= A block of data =
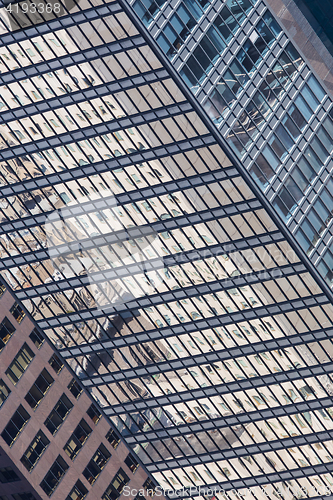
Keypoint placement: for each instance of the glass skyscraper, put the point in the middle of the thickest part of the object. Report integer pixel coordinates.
(166, 204)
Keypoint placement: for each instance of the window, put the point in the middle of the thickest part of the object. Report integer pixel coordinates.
(15, 425)
(132, 462)
(75, 389)
(4, 392)
(54, 476)
(113, 438)
(35, 451)
(93, 413)
(20, 364)
(6, 331)
(17, 311)
(149, 486)
(39, 389)
(58, 414)
(78, 492)
(7, 475)
(36, 338)
(77, 439)
(96, 464)
(116, 486)
(56, 363)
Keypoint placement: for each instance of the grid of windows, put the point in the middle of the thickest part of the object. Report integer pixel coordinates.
(54, 476)
(17, 312)
(6, 331)
(35, 451)
(116, 486)
(164, 282)
(77, 439)
(284, 110)
(4, 392)
(96, 464)
(15, 425)
(78, 492)
(36, 338)
(58, 414)
(39, 389)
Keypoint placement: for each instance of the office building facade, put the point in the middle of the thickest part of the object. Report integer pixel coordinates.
(166, 226)
(54, 440)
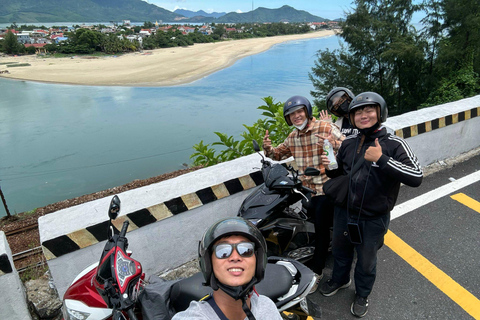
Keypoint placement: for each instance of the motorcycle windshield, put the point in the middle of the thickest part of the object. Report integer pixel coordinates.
(275, 172)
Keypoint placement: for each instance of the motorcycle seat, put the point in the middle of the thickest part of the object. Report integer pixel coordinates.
(187, 290)
(276, 283)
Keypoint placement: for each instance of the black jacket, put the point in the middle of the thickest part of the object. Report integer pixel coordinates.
(377, 183)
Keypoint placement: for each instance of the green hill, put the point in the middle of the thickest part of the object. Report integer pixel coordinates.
(28, 11)
(283, 14)
(31, 11)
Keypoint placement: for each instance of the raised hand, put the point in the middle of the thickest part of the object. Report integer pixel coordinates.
(267, 143)
(374, 153)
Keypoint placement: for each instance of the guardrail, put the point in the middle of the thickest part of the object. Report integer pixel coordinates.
(169, 217)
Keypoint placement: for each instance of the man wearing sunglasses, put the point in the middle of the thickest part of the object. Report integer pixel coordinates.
(233, 259)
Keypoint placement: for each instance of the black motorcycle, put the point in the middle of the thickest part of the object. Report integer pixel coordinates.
(278, 207)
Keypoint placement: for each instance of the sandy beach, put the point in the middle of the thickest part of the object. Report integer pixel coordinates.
(159, 67)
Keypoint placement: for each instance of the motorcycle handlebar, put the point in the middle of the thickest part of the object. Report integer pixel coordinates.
(307, 189)
(131, 314)
(123, 232)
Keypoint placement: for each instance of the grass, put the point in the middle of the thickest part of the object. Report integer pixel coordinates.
(33, 273)
(18, 65)
(30, 213)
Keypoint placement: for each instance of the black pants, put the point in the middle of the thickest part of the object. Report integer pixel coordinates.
(373, 232)
(321, 209)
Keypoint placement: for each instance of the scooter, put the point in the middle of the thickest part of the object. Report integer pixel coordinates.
(278, 208)
(115, 288)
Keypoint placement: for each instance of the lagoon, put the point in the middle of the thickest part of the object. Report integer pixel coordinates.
(63, 141)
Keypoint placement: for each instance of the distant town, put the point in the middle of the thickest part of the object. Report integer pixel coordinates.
(125, 36)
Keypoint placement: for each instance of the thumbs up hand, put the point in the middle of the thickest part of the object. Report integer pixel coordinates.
(267, 143)
(374, 153)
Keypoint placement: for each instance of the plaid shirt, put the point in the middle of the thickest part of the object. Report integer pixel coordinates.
(302, 145)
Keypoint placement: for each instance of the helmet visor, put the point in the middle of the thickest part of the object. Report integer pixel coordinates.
(292, 110)
(225, 250)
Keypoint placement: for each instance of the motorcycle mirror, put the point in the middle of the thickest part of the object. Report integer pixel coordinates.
(256, 147)
(309, 171)
(114, 207)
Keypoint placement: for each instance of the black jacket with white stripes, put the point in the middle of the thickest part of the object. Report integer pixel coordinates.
(376, 185)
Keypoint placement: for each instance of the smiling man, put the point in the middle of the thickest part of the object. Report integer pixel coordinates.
(305, 144)
(233, 259)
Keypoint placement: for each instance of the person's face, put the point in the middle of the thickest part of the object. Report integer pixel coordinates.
(366, 117)
(234, 270)
(298, 117)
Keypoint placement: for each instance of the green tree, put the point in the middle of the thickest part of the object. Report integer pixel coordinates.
(454, 54)
(10, 44)
(229, 148)
(381, 52)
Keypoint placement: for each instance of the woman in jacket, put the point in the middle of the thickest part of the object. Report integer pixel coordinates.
(384, 161)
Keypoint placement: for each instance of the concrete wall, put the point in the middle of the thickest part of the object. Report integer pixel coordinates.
(13, 303)
(169, 217)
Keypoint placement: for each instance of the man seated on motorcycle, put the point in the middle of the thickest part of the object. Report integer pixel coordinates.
(305, 144)
(233, 259)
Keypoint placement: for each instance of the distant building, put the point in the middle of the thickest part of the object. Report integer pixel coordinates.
(24, 37)
(39, 47)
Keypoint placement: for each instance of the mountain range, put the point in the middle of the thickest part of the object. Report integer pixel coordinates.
(34, 11)
(200, 13)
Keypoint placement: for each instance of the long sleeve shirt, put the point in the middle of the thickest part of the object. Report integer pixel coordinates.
(302, 145)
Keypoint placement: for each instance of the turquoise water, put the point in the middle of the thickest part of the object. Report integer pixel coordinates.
(63, 141)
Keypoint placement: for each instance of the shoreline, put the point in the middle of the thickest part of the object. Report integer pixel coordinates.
(151, 68)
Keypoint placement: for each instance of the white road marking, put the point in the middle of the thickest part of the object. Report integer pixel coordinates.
(433, 195)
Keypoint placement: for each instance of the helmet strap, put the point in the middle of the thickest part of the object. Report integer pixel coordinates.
(246, 309)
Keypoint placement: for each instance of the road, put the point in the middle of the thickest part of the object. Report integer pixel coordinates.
(429, 267)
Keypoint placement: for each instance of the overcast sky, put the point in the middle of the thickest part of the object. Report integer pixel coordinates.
(328, 9)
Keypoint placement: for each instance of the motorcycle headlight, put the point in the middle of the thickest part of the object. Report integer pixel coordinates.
(255, 221)
(76, 310)
(72, 314)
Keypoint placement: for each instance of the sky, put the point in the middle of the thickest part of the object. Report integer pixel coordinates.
(327, 9)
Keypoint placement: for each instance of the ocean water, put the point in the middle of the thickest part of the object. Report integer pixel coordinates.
(63, 141)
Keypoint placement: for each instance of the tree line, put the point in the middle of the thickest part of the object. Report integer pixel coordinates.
(86, 41)
(412, 67)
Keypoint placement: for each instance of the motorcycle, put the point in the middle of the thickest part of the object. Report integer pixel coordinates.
(115, 288)
(278, 208)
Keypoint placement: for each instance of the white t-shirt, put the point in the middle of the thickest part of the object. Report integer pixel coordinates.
(261, 306)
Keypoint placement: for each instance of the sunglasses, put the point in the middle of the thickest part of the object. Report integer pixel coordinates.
(225, 250)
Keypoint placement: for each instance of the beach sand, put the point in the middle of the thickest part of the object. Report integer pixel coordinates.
(159, 67)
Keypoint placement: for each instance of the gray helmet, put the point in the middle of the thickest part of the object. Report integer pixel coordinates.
(369, 98)
(338, 101)
(295, 103)
(228, 227)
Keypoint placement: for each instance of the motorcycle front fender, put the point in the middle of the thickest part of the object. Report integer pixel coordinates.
(261, 203)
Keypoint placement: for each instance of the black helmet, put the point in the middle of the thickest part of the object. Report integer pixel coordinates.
(338, 101)
(369, 98)
(227, 227)
(295, 103)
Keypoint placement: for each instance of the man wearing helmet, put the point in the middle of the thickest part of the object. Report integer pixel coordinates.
(338, 101)
(379, 161)
(233, 259)
(305, 144)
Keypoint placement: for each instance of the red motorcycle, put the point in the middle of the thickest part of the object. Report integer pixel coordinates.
(115, 288)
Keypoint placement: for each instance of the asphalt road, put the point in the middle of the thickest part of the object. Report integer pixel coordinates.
(429, 267)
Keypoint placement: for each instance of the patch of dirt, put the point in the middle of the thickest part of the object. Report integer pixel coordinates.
(30, 239)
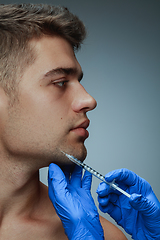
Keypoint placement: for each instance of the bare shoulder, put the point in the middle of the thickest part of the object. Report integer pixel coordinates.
(111, 232)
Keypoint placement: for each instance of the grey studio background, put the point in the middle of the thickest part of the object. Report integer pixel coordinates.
(121, 64)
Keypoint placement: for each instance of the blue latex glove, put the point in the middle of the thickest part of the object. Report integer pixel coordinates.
(139, 215)
(74, 204)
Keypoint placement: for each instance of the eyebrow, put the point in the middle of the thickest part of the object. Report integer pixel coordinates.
(66, 71)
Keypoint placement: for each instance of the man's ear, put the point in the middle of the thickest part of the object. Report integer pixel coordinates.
(4, 103)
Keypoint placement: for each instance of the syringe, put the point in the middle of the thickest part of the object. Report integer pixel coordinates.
(96, 174)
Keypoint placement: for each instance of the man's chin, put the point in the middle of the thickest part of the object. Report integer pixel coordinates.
(79, 153)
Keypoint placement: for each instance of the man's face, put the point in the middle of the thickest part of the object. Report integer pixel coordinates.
(51, 112)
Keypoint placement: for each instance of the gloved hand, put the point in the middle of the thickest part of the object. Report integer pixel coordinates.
(74, 204)
(139, 215)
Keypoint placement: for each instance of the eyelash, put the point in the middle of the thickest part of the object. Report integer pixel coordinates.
(60, 84)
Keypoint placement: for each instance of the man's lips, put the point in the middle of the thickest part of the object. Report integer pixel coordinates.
(80, 129)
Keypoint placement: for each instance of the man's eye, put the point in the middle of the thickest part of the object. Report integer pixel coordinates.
(60, 83)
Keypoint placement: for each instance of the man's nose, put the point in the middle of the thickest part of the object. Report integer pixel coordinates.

= Work to complete =
Copy out, exactly, the stretch of the data from the line containing "Keypoint placement: for each instance of the eyelash, put" through the end of the data.

= Task solution =
Keypoint placement: for each instance of the eyelash, put the point in the middle of the thickest part of the object. Report integer pixel coordinates.
(60, 84)
Keypoint placement: for each instance of the man's lips, put the point in the middle of the thickest part of the object. Report integer pixel coordinates.
(80, 129)
Keypoint placement: for each instance of the man's eye, put the point in the middle of the thickest part of the object. Report integer pixel coordinates.
(60, 83)
Keypoint placement: for each instance of the man's nose, put the point in the middle of the thickest part of the object. Report integer pixel coordinates.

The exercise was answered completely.